● **ARTICLE**:
For the data you added, I see:

So nothing much going on for Timepoint, whether globally of per Antibiotics.

I think the problems are coming from the fact that you are using the observed data and that might be causing problems. Instead, generate data evenly over the terms you want to plot. One further problem with the approach you took is that the intercept also include the reference level for Gender. Instead, I chose to generate posterior fitted samples (fitted values but showing the uncertainty in the model estimates), excluding the random smooths and the linear effect of Age_use, but including the average smooth of Timepoint. You can think of these results as showing the the estimated effect of Timepoint conditional upon Antibiotics and Gender, excluding the effects of Age_use and the subject_specific Timepoint effects.

For the posterior samples then I see:

library("gratia")
library("ggdist")
library("ggplot2")
library("dplyr")

## generate data to predict at
ds <- data_slice(
  m,
  Timepoint = evenly(Timepoint),
  Antibiotics = evenly(Antibiotics),
  Gender = evenly(Gender)
) |>
  mutate(
    .row = row_number()
  )

## compute the posterior samples
fv  <- fitted_samples(
  m,
  data = ds,
  n = 10000,
  exclude = c("Age_use", "s(Timepoint,ID_new)")
)

## compute the 95% interval
fv_int <- fv |>
  group_by(.row) |>
  median_qi(
    .width = c(0.95),
    .exclude = c(".draw", ".parameter", ".row")
  ) |>
  left_join(
    ds |>
      select(.row, Antibiotics, Timepoint, Gender),
    by = join_by(.row)
  )

## plot
fv_int |>
  ggplot(aes(y = .fitted, ymin = .lower, ymax = .upper, x = Timepoint)) +
  geom_ribbon(aes(fill = Antibiotics), alpha = 0.2) +
  geom_line(aes(colour = Antibiotics)) +
  facet_wrap( ~ Gender)

This is not unexpected given the estimated effects of the two difference smooths are effectively flat functions (no difference).

I feel this approach is better than just doing it for the difference smooths (i.e. also excluding the average effect of Timepoint) because your factor by smooths really are difference smooths and not the average effect of Timepoint in the two groups of Antibiotic.

More generally, your model is better estimated using the new "sz" basis, which wasn't in mgcv when we wrote the HGAM paper. This would give:

m <- gam(Met1 ~ s(Timepoint, k = 7) +
  s(Timepoint, Antibiotics, k = 7, bs = "sz") + 
  s(Timepoint, ID_new, bs = "fs", k = 7) +
  Age_use + Gender, 
  data = df_full, method = "REML")

These estimated effects are

Repeating the code from above

## generate data to predict at
ds <- data_slice(
  m,
  Timepoint = evenly(Timepoint),
  Antibiotics = evenly(Antibiotics),
  Gender = evenly(Gender)
) |>
  mutate(
    .row = row_number()
  )

## compute the posterior samples
fv  <- fitted_samples(
  m,
  data = ds,
  n = 10000,
  exclude = c("Age_use", "s(Timepoint,ID_new)")
)

## compute the 95% interval
fv_int <- fv |>
  group_by(.row) |>
  median_qi(
    .width = c(0.95),
    .exclude = c(".draw", ".parameter", ".row")
  ) |>
  left_join(
    ds |>
      select(.row, Antibiotics, Timepoint, Gender),
    by = join_by(.row)
  )

## plot
fv_int |>
  ggplot(aes(y = .fitted, ymin = .lower, ymax = .upper, x = Timepoint)) +
  geom_ribbon(aes(fill = Antibiotics), alpha = 0.2) +
  geom_line(aes(colour = Antibiotics)) +
  facet_wrap( ~ Gender)

We get

This model is preferred as it the difference smooths use a basis that is designed to be orthogonal to the basis for the main effect of Timepoint. These again are difference smooths, so again it makes sense to generate model predictions at the covariate values we want in order to plot the effects of Antibiotics.

● **REQUIREMENTS**:
1. According to the GAM forum answer, which basis was not yet in mgcv when the HGAM paper was written?
2. Rewrite the GAM forum answer between "This is not" and "groups of Antibiotic.", inclusive, substituting "constant functions" for "flat functions".

[Labeled contour entries]
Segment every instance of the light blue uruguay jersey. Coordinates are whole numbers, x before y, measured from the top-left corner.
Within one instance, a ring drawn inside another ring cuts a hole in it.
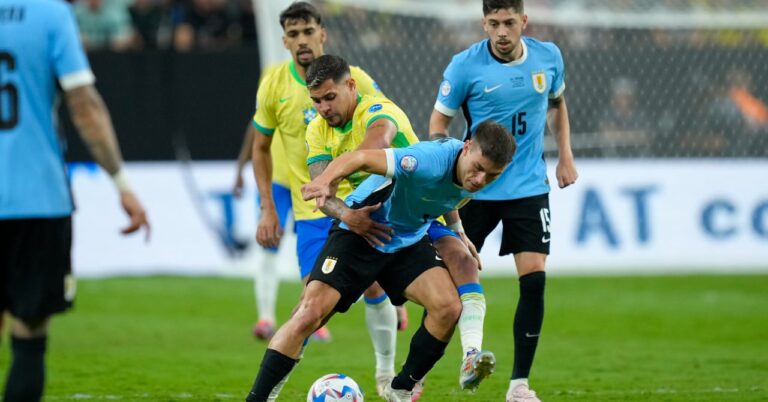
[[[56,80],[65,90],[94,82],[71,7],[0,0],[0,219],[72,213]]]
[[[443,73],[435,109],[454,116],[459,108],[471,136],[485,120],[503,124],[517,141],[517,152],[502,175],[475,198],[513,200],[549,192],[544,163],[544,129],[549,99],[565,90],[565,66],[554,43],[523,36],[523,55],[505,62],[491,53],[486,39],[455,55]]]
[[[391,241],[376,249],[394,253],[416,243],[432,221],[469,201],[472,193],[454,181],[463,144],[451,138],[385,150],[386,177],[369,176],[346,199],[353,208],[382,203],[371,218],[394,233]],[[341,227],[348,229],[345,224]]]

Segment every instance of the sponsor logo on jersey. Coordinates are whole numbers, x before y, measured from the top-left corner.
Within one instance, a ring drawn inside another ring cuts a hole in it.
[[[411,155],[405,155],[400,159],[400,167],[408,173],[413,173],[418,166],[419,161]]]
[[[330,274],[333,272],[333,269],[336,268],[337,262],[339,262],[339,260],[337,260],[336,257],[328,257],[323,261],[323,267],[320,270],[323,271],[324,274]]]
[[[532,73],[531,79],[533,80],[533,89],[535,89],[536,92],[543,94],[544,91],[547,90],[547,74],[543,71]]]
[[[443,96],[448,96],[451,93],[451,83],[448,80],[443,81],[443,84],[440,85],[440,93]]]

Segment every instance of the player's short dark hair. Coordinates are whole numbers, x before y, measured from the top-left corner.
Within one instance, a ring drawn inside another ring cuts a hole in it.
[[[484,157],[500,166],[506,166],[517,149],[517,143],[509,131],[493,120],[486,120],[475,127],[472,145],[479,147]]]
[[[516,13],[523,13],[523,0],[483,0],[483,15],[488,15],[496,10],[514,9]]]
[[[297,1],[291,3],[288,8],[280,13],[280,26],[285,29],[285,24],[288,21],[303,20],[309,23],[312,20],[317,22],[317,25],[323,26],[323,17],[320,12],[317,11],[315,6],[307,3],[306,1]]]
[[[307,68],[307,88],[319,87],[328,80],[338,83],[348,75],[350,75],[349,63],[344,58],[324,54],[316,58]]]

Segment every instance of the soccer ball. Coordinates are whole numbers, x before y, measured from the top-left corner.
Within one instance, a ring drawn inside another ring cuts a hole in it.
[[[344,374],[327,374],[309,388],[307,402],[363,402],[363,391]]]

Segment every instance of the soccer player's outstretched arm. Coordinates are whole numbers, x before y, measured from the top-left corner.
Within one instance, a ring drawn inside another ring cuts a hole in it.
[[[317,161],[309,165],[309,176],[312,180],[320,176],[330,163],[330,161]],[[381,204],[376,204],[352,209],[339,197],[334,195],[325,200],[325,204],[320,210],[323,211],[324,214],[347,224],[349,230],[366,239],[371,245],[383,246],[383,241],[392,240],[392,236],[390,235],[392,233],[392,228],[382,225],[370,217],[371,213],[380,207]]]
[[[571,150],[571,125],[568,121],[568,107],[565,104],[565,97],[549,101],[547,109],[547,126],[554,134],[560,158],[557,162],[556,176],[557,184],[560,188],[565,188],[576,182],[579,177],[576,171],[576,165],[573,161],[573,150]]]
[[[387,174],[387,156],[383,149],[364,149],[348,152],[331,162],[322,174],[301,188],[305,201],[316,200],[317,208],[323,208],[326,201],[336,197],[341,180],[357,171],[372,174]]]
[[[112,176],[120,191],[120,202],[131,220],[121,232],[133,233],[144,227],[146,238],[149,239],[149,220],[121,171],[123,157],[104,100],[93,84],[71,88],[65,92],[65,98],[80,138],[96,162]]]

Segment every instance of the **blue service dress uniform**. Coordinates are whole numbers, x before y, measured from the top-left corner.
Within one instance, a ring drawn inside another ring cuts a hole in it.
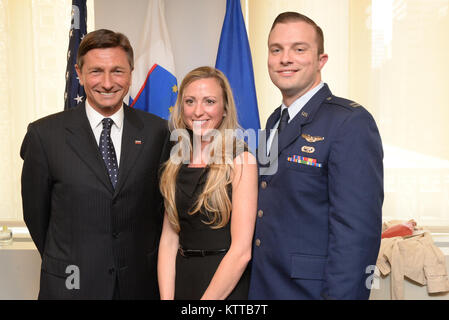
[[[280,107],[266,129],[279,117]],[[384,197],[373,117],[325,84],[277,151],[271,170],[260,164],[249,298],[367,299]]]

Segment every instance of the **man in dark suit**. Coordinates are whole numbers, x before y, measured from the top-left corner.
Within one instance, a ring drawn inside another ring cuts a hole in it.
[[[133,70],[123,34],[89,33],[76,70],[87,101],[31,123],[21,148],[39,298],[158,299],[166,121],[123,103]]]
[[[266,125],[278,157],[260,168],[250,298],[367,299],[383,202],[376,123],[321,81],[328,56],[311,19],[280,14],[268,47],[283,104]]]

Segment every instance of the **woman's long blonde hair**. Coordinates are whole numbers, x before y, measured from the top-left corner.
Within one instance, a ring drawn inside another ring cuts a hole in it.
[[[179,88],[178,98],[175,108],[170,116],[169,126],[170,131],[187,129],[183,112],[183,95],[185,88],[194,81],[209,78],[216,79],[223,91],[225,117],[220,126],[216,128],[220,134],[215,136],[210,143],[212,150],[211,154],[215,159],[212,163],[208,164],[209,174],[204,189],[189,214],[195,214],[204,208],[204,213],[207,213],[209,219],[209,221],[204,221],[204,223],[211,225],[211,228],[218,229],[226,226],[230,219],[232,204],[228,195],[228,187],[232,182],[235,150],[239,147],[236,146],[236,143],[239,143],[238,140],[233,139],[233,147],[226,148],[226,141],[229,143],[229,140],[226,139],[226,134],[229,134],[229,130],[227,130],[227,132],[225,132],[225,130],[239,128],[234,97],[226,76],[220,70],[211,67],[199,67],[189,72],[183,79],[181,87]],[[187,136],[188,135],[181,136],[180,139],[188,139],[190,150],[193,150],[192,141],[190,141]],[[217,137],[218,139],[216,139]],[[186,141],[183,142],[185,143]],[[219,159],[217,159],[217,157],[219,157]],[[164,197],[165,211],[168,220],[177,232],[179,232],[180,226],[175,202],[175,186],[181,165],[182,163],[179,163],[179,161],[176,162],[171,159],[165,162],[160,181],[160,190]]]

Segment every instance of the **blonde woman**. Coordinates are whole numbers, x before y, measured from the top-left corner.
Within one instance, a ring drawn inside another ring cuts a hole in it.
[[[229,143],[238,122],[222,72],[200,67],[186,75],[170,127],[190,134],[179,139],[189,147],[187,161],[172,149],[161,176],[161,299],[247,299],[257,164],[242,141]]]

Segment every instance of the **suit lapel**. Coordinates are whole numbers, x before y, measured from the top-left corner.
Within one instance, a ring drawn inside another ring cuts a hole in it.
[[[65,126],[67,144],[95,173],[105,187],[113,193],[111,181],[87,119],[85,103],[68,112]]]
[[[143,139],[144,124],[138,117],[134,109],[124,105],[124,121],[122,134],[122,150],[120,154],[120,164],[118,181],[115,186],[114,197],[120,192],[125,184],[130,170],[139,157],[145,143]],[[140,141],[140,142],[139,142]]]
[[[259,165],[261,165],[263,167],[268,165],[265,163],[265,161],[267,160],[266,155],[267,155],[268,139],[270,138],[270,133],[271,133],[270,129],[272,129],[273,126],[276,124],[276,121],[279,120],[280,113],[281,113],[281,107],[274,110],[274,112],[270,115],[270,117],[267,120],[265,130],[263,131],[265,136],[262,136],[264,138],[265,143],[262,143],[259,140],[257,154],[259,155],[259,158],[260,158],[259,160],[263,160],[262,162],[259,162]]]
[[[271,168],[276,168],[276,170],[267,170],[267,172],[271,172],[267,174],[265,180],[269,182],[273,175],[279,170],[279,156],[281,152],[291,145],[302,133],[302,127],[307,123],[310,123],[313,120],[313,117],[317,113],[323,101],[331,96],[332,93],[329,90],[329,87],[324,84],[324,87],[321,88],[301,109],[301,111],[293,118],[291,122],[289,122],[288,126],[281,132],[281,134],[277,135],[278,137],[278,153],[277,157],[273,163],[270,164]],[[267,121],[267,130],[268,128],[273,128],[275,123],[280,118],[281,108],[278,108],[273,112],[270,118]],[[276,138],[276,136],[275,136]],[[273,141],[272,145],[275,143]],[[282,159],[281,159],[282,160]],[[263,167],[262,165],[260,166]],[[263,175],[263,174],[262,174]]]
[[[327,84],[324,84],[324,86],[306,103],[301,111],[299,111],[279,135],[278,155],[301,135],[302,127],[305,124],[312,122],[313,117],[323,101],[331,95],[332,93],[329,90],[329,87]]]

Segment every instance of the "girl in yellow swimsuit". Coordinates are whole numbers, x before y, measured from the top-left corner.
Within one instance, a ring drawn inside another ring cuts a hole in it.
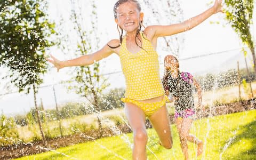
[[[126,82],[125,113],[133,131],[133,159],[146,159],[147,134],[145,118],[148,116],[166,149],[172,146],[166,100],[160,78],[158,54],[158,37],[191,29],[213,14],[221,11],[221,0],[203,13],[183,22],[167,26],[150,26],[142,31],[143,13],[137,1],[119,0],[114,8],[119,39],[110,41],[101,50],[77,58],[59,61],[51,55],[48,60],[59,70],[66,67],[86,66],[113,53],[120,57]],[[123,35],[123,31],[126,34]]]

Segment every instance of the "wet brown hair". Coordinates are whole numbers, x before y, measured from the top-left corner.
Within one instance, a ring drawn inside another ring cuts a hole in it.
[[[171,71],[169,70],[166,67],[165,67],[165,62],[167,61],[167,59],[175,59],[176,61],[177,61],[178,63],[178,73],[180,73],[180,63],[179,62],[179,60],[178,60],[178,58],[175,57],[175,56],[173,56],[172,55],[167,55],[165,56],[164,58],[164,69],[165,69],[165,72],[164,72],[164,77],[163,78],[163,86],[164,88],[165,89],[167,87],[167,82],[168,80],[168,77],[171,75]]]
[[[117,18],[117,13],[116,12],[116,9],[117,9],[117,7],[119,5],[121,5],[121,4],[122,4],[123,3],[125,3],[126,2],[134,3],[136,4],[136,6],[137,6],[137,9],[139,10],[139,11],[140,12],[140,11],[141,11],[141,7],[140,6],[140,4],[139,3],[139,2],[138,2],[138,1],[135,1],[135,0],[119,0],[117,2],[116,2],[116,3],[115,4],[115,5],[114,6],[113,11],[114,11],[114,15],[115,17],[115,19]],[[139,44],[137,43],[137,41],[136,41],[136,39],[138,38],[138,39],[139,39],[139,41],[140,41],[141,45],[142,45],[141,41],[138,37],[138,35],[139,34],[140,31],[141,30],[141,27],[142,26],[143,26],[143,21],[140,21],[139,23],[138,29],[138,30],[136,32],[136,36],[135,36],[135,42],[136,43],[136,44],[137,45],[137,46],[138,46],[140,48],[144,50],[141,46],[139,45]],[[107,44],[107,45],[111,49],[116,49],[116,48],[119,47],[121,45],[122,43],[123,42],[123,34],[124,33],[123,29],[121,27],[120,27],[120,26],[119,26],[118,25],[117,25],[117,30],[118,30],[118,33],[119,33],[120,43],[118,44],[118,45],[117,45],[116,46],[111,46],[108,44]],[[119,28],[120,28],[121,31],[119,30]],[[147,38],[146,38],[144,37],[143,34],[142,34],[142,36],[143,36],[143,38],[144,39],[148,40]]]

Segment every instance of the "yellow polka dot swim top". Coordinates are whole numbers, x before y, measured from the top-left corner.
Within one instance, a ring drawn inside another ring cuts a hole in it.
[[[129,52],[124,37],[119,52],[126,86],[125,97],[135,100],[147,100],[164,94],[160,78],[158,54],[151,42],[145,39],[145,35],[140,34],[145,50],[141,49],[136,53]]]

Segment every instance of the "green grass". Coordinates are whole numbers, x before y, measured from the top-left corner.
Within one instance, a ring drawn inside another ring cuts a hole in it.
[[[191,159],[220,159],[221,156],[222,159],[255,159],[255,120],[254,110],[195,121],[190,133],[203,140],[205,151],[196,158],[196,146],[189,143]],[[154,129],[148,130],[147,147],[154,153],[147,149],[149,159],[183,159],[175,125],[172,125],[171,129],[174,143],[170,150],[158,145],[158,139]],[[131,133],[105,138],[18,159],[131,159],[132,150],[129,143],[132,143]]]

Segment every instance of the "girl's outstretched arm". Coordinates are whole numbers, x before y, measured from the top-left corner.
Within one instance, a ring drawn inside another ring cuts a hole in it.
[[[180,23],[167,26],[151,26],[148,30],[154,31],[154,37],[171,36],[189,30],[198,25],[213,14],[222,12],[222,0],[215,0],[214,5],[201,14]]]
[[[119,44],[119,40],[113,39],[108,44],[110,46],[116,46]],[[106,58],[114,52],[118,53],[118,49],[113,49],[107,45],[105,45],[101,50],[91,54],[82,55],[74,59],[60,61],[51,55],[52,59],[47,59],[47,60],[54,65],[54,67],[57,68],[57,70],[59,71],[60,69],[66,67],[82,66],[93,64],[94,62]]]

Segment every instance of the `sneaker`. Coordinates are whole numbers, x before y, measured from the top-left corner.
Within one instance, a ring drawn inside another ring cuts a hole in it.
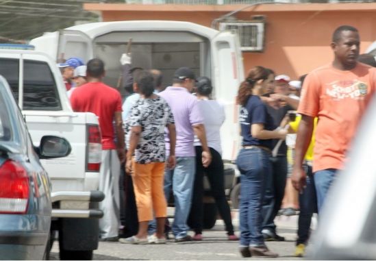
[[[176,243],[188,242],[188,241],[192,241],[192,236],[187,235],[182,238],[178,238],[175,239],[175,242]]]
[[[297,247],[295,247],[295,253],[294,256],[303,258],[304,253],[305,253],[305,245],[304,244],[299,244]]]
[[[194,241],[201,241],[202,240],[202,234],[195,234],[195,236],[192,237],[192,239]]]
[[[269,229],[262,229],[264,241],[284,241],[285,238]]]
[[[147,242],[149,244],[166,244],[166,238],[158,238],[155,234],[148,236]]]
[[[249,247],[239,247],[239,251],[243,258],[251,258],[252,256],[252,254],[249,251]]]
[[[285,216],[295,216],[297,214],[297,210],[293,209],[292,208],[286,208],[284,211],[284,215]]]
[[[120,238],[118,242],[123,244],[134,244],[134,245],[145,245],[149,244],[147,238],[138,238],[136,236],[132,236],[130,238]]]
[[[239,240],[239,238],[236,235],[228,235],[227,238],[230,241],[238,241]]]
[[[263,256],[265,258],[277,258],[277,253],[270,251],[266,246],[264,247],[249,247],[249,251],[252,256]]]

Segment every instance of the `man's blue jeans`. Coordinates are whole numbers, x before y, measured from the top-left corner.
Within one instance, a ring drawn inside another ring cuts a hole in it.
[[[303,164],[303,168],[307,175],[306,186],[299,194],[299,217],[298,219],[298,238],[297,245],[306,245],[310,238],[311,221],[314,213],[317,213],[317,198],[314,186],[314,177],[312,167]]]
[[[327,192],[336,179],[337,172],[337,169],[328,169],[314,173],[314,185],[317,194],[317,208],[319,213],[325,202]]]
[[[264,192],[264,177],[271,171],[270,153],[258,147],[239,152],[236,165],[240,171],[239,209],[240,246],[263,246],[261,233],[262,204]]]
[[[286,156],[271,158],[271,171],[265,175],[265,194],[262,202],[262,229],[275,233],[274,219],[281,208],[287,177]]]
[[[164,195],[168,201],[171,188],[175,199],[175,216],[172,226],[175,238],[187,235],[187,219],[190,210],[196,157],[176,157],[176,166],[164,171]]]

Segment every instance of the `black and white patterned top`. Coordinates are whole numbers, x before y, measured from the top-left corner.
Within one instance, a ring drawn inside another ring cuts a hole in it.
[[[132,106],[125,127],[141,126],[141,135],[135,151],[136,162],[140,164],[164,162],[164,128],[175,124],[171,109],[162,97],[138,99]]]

● **TASK SOLUTIONS**:
1. The "sz" basis.

2.
This is not unexpected given the estimated effects of the two difference smooths are effectively constant functions (no difference).

I feel this approach is better than just doing it for the difference smooths (i.e. also excluding the average effect of Timepoint) because your factor by smooths really are difference smooths and not the average effect of Timepoint in the two groups of Antibiotic.